--- What you should do ---
Decide whether each statement below agrees with the passage on the design procedure for PT-CLT walls. Answer yes or no for each, quoting the deciding words exactly. 1. The recentering ratio was taken as 0.5. 2. The displacement spectrum was derived from Vancouver's Uniform Hazard Spectrum. 3. Iterations are needed when moment resistance exceeds the demand.

--- Source document ---
In Step 2, system ductility $(μ)$ , post-yielding stiffness factor ( $r$ ), and recentering ratio $(β)$ were specified to estimate the equivalent viscous damping ( $EVD$ ) ( $ξ$ ), using formulations provided by Sarti (2015). For all designed buildings, $μ$ , $r$ were assumed to be 3 and 0.2 based on the recommendation from Sarti (2015), and β was taken as 0.7 to ensure system’s simultaneous fulfillment of self-centering and energy dissipation (Sarti et al., 2017; Zhu et al., 2024). With the story displacement profile quantified in Step 3, Step 4 applied the substitute structure concept and derived the effective mass ( $m_{e}$ ), design displacement $(Δ_{d})$ , and effective building height $(H_{e})$ of the equivalent single-degree-of-freedom (SDOF) system. Next, in Step 5, the displacement spectrum was derived from Vancouver’s Uniform Hazard Spectrum (UHS) (NRCC, 2020). The 5% damped displacement spectrum was then adjusted to a new displacement spectrum at the $EVD$ level, and the effective period $(T_{e})$ was retrieved by tracing $Δ_{d}$ on the design displacement spectra (Figure 2). The effective stiffness ( $K_{e}$ ), base shear $(V_{b})$ , overturning moment ( $M_{b}$ ), and story force ( $F_{i}$ ) are the outcomes of the DDBD. Based on the design outcomes from Step 6, a preliminary design for PT-CLT walls with UFPs was conducted. This first involves the estimation of the maximum imposed rotation ( $θ_{imp}$ ). The next step consists of associating the $M_{b}$ with $θ_{imp}$ . Knowing the contributions of the PT and UFPs in resisting $M_{b}$ , adequate sizing can be performed, and the initial PT force $T_{P T_{ini}}$ as well as the required capacity and number of UFPs can be calculated (Sarti, 2015; Zhu et al., 2024). Finally, a sectional analysis (Pampanin et al., 2001; Wichman, 2023) was used to check section equilibrium, design component-level strains (i.e. peak strain in CLT, PT, and UFPs), and quantify the system’s moment resistance at $θ_{imp}$ . Iterations are needed if moment resistance is less than the demand. The final design outcome for each PT-CLT coupled wall entails the number, cross-sectional area, initial PT force of PT tendons as well as the number and dimensions of UFPs, which are summarized in Table 1.

--- Records supplied ---
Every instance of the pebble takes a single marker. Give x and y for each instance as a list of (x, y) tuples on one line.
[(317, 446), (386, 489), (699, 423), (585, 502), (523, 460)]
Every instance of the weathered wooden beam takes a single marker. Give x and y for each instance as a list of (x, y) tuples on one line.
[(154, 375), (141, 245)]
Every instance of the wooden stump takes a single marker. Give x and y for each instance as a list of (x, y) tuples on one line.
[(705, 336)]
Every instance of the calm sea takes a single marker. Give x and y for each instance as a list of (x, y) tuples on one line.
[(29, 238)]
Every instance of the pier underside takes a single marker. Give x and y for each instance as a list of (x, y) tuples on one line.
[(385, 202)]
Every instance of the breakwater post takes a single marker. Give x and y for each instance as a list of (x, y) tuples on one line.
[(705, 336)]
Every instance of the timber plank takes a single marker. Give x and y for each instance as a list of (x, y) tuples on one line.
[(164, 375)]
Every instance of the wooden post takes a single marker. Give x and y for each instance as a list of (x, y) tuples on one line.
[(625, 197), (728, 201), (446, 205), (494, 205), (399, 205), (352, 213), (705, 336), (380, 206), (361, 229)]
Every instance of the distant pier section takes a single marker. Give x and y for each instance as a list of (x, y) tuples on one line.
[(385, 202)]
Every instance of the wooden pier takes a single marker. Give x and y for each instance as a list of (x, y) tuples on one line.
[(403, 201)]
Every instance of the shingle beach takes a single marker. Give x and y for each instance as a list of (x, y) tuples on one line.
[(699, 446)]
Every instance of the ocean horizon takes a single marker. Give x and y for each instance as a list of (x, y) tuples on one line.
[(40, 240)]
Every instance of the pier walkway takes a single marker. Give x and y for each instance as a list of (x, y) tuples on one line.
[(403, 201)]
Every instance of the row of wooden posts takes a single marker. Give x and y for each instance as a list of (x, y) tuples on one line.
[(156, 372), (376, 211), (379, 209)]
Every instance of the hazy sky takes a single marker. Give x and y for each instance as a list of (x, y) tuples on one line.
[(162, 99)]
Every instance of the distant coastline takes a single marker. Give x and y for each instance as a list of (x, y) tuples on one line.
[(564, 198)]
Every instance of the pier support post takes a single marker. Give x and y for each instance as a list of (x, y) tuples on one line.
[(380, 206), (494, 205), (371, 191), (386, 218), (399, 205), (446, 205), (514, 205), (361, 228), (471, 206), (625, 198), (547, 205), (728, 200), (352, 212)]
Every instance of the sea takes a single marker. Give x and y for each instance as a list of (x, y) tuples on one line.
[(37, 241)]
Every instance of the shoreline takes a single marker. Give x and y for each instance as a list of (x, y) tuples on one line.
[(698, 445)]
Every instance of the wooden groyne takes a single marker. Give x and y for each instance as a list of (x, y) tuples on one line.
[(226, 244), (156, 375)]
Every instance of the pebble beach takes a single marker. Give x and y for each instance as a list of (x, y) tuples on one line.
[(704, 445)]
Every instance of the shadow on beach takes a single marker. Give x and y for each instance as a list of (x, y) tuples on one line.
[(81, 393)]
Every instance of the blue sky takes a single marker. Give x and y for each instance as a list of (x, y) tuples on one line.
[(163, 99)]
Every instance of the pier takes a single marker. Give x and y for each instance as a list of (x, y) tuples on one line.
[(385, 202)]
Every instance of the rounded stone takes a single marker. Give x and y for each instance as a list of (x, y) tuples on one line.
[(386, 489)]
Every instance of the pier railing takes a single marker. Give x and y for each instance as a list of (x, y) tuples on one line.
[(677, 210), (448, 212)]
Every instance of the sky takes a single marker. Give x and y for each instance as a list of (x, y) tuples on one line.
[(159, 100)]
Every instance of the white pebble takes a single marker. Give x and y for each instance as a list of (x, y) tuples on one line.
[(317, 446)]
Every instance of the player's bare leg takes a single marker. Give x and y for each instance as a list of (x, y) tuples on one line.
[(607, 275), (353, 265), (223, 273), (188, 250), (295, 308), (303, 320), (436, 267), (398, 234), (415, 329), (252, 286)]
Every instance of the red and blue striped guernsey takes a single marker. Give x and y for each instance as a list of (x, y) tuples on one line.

--- Solution for this exercise ---
1. No: "β was taken as 0.7"
2. Yes: "the displacement spectrum was derived from Vancouver’s Uniform Hazard Spectrum (UHS)"
3. No: "Iterations are needed if moment resistance is less than the demand."